▶ [Data]
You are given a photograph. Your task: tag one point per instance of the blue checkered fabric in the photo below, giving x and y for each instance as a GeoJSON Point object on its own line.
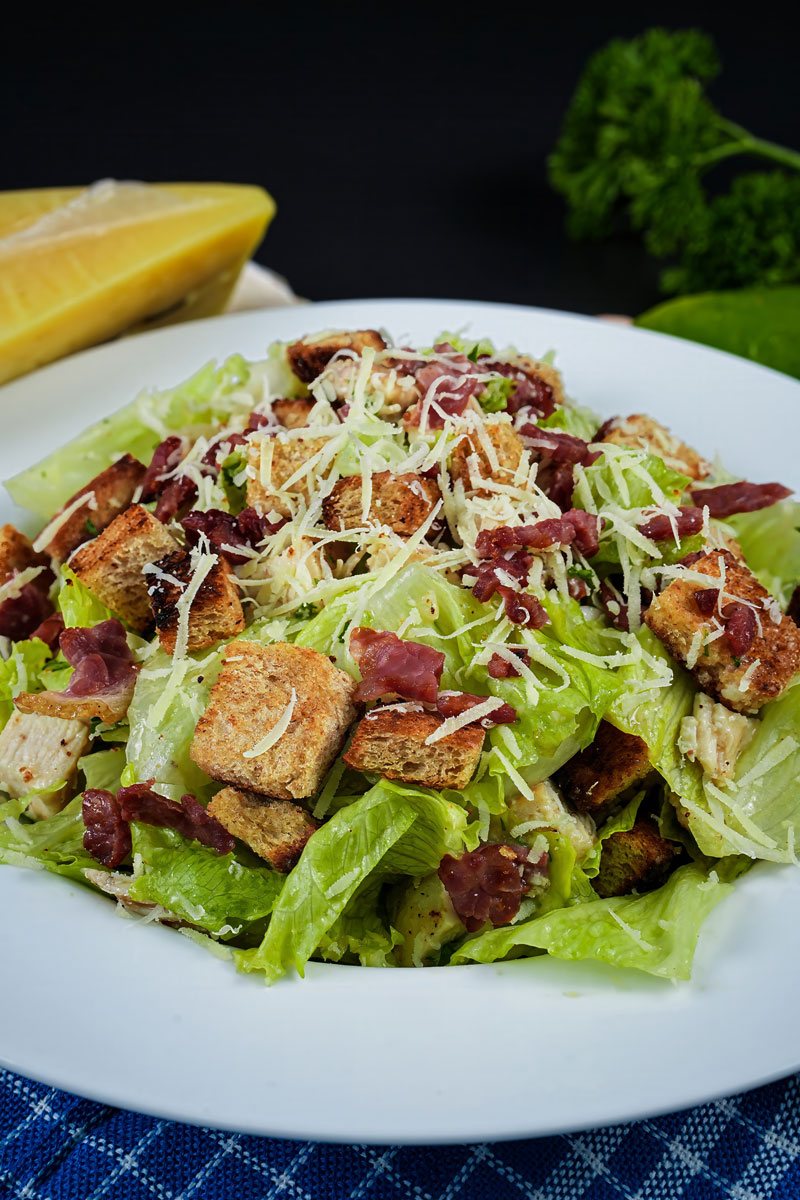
{"type": "Point", "coordinates": [55, 1146]}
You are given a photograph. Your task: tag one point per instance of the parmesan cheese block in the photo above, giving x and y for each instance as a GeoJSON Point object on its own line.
{"type": "Point", "coordinates": [82, 265]}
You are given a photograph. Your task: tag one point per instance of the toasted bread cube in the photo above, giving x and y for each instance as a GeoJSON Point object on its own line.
{"type": "Point", "coordinates": [113, 564]}
{"type": "Point", "coordinates": [310, 355]}
{"type": "Point", "coordinates": [271, 462]}
{"type": "Point", "coordinates": [743, 683]}
{"type": "Point", "coordinates": [277, 831]}
{"type": "Point", "coordinates": [525, 819]}
{"type": "Point", "coordinates": [103, 499]}
{"type": "Point", "coordinates": [401, 502]}
{"type": "Point", "coordinates": [253, 691]}
{"type": "Point", "coordinates": [546, 372]}
{"type": "Point", "coordinates": [642, 432]}
{"type": "Point", "coordinates": [17, 555]}
{"type": "Point", "coordinates": [38, 751]}
{"type": "Point", "coordinates": [215, 612]}
{"type": "Point", "coordinates": [470, 462]}
{"type": "Point", "coordinates": [293, 414]}
{"type": "Point", "coordinates": [637, 859]}
{"type": "Point", "coordinates": [596, 779]}
{"type": "Point", "coordinates": [392, 744]}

▶ [Work to complete]
Would it be possible to copy the material exactly, excluding the images?

▶ [Task response]
You are given a photograph. Your task: tag one point per instance of the blue checkered fabric in the photo below, giving x and y for each instance as a GeoJSON Point object on its own line.
{"type": "Point", "coordinates": [55, 1146]}
You are given a photograph. Your task: tag one point per instance of the parmesan cheese block in the photo above, giving x and y for each instance as a GeoJSON Point object on its own line.
{"type": "Point", "coordinates": [82, 265]}
You are given a photograph. Your task: tag one point per instance of the toasted bread cube in the photo above, giving x and y for each instance as a GeoJSON Point object on its own line.
{"type": "Point", "coordinates": [113, 564]}
{"type": "Point", "coordinates": [310, 355]}
{"type": "Point", "coordinates": [271, 462]}
{"type": "Point", "coordinates": [743, 683]}
{"type": "Point", "coordinates": [277, 831]}
{"type": "Point", "coordinates": [525, 819]}
{"type": "Point", "coordinates": [103, 499]}
{"type": "Point", "coordinates": [401, 502]}
{"type": "Point", "coordinates": [253, 691]}
{"type": "Point", "coordinates": [546, 372]}
{"type": "Point", "coordinates": [642, 432]}
{"type": "Point", "coordinates": [17, 555]}
{"type": "Point", "coordinates": [38, 751]}
{"type": "Point", "coordinates": [215, 612]}
{"type": "Point", "coordinates": [470, 462]}
{"type": "Point", "coordinates": [293, 414]}
{"type": "Point", "coordinates": [637, 859]}
{"type": "Point", "coordinates": [596, 779]}
{"type": "Point", "coordinates": [392, 744]}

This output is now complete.